• **WRITTEN EXERCISE**: Collect each line of the material below that contains the word "ground" and copy it in full.

• **DATA RECORDS**:
————————

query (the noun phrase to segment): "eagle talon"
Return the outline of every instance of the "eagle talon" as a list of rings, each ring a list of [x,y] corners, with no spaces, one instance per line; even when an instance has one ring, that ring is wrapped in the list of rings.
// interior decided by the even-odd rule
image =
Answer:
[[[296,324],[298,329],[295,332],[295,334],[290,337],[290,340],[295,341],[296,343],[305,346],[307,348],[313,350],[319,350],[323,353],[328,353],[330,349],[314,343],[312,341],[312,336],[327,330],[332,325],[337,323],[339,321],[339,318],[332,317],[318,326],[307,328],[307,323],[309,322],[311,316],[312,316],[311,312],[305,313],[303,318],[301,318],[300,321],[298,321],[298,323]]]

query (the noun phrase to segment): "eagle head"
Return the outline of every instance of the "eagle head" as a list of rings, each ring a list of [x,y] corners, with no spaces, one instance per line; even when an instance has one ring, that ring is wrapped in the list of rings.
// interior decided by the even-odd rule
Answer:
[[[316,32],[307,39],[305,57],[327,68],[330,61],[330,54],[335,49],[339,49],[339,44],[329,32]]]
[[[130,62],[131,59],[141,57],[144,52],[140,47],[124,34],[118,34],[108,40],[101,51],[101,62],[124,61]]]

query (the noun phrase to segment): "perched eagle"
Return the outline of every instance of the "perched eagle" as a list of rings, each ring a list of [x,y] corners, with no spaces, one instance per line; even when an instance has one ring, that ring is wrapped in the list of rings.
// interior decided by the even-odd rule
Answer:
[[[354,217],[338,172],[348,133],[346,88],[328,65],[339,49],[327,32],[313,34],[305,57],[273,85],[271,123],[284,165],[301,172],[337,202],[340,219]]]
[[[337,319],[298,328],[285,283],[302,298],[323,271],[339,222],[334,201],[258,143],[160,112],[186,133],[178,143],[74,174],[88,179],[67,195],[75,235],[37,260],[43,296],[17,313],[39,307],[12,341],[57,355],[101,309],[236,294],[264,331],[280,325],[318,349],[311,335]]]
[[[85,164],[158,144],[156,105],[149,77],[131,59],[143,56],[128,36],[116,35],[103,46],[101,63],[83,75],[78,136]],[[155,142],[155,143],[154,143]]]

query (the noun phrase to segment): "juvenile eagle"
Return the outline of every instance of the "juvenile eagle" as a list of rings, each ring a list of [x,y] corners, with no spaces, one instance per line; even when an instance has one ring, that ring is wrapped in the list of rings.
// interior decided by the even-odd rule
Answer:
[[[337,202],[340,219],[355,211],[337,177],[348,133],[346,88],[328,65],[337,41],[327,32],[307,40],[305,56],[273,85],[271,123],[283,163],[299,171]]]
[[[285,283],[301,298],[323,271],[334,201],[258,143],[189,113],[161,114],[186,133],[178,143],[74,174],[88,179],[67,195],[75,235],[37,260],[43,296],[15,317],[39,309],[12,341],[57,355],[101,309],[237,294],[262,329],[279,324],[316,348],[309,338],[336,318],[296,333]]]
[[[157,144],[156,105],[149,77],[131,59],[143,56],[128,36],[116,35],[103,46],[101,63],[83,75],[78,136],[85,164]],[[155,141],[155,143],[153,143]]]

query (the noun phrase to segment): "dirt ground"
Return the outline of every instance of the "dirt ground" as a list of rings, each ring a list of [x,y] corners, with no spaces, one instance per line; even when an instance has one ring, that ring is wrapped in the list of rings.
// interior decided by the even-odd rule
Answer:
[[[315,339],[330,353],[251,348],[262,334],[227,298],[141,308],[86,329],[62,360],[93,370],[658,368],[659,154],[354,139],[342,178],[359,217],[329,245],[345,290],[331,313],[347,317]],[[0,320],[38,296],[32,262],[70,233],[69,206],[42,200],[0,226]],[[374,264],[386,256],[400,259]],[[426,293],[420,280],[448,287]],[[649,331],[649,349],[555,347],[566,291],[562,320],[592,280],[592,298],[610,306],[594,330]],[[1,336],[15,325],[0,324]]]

————————

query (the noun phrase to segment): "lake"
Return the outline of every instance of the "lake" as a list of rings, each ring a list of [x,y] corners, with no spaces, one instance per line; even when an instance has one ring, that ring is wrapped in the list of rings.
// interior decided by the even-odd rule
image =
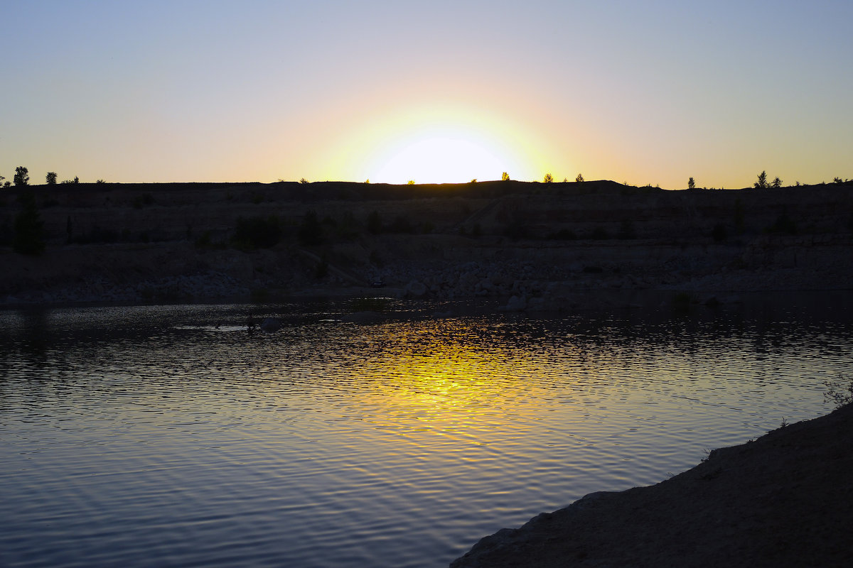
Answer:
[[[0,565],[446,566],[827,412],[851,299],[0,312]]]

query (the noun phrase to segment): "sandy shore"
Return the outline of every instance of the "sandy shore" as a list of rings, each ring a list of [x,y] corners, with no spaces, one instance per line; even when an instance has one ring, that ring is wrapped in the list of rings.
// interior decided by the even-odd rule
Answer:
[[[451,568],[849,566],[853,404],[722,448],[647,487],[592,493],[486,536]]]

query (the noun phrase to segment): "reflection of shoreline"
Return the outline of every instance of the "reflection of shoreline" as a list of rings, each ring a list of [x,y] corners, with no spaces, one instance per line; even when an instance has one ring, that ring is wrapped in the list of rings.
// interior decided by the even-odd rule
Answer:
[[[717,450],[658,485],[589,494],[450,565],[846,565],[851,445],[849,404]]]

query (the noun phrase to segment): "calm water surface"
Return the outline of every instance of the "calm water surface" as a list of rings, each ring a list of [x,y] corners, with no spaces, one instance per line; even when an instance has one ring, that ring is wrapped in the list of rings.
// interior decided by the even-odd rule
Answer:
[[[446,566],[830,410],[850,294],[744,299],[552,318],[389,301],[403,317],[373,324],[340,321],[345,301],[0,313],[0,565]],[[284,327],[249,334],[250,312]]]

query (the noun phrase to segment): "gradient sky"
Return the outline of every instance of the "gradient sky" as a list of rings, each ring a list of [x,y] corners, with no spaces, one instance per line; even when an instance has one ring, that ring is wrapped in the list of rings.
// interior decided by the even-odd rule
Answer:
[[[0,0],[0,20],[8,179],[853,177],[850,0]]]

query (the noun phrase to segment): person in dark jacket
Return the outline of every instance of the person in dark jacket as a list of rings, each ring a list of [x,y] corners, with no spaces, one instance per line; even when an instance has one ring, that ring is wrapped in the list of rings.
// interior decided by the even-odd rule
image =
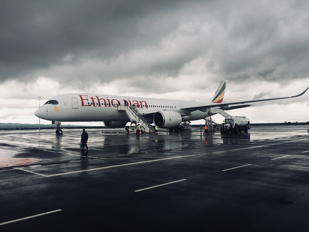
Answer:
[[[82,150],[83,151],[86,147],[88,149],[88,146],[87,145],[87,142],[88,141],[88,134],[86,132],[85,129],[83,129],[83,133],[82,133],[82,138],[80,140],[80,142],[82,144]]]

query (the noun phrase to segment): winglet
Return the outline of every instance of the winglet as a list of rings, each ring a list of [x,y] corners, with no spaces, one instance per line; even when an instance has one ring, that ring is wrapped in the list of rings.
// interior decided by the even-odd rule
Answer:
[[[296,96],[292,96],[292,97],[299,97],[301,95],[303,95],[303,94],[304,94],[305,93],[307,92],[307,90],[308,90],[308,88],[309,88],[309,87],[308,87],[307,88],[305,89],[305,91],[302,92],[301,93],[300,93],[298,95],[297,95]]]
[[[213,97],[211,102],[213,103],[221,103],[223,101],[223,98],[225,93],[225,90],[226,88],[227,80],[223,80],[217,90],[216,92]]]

————————

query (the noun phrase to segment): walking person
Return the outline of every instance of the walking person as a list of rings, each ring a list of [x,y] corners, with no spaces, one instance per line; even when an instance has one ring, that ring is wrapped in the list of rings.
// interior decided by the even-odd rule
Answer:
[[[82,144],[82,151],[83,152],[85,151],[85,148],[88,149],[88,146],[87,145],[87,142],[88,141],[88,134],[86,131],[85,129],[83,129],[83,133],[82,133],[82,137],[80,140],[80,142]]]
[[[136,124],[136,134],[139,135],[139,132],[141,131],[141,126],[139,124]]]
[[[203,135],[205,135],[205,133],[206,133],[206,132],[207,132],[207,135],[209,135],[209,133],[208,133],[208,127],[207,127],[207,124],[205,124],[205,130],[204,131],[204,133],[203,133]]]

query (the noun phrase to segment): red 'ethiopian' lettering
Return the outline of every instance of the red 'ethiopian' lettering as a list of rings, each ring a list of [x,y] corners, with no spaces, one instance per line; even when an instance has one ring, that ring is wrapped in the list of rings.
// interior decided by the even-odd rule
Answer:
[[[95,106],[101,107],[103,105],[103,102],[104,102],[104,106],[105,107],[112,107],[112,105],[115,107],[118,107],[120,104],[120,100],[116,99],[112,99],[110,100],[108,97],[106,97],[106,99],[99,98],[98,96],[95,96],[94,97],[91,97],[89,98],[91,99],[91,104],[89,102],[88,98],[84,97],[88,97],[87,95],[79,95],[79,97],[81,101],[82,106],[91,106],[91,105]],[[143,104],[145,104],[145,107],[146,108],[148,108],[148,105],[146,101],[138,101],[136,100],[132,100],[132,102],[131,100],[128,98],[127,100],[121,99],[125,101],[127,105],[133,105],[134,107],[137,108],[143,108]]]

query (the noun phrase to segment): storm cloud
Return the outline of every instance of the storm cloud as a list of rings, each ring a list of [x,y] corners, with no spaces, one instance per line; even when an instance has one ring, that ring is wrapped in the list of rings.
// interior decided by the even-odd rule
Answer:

————————

• **WORKED ANSWER**:
query (the noun phrase to segment): "dirt ground"
Return the outline of every instance of the "dirt ground" as a list of rings, each ring a list of [x,y] corners, with no spaces, one instance per line; even when an instance has one ring, that ring is wrapped in the list of rings.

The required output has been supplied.